• Stated goal:
From the author bios below, return the stretch that begins at "Growing up on" and stops after "demonstrates for us.", copied word for word.

That verse is from Proverbs 15:23 and these two guys have written a little book with a big message that embodies that verse so well!

Growing up on the heels of globetrotting parents, Bryce Conlan had visited or lived in more than a dozen countries before age 16.  Whether feeding the homeless or starting a new enterprise, his life is marked by the message of God's grace and the incredible love Jesus demonstrates for us.
After graduating from high school Bryce moved to Chicago where he pursued a degree in Audio Engineering; which to his surprise was far more engineering than audio.  In 2008 Bryce began work on what would later become Big Swell Media, a full service media production company located in Chicago.  Bryce loves being in front of crowds and eagerly pursues every opportunity to teach on the gospel of grace, the finished work of the cross, and healthy marriages.  He lives in Chicago with his wife Dana.  
As a songwriter and musician, Chuck Giacinto has penned songs with Grammy and BMI Award winners, and has performed alongside many multi-platinum artists.  Today, he serves as a staff pastor and worship leader at Grace Community Church in Streator, IL.  
Giacinto earned a degree in graphic design from Illinois State University and a doctorate in pastoral theology.  In 2006, following time spent in China where he and wife Lynette adopted their youngest daughter, the couple formed Adoptive Music, a record label specializing in adoption-themed music.  Chuck and his wife have three children and reside in Streator.

• Stored data:
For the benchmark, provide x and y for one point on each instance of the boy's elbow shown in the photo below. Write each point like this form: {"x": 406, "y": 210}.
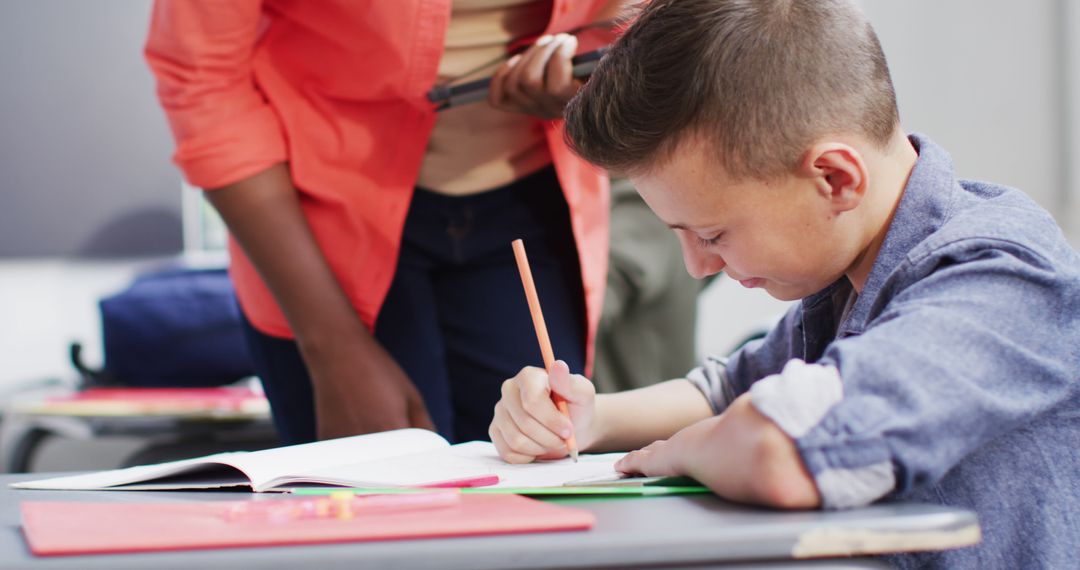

• Solution to this exercise:
Growing up on the heels of globetrotting parents, Bryce Conlan had visited or lived in more than a dozen countries before age 16.  Whether feeding the homeless or starting a new enterprise, his life is marked by the message of God's grace and the incredible love Jesus demonstrates for us.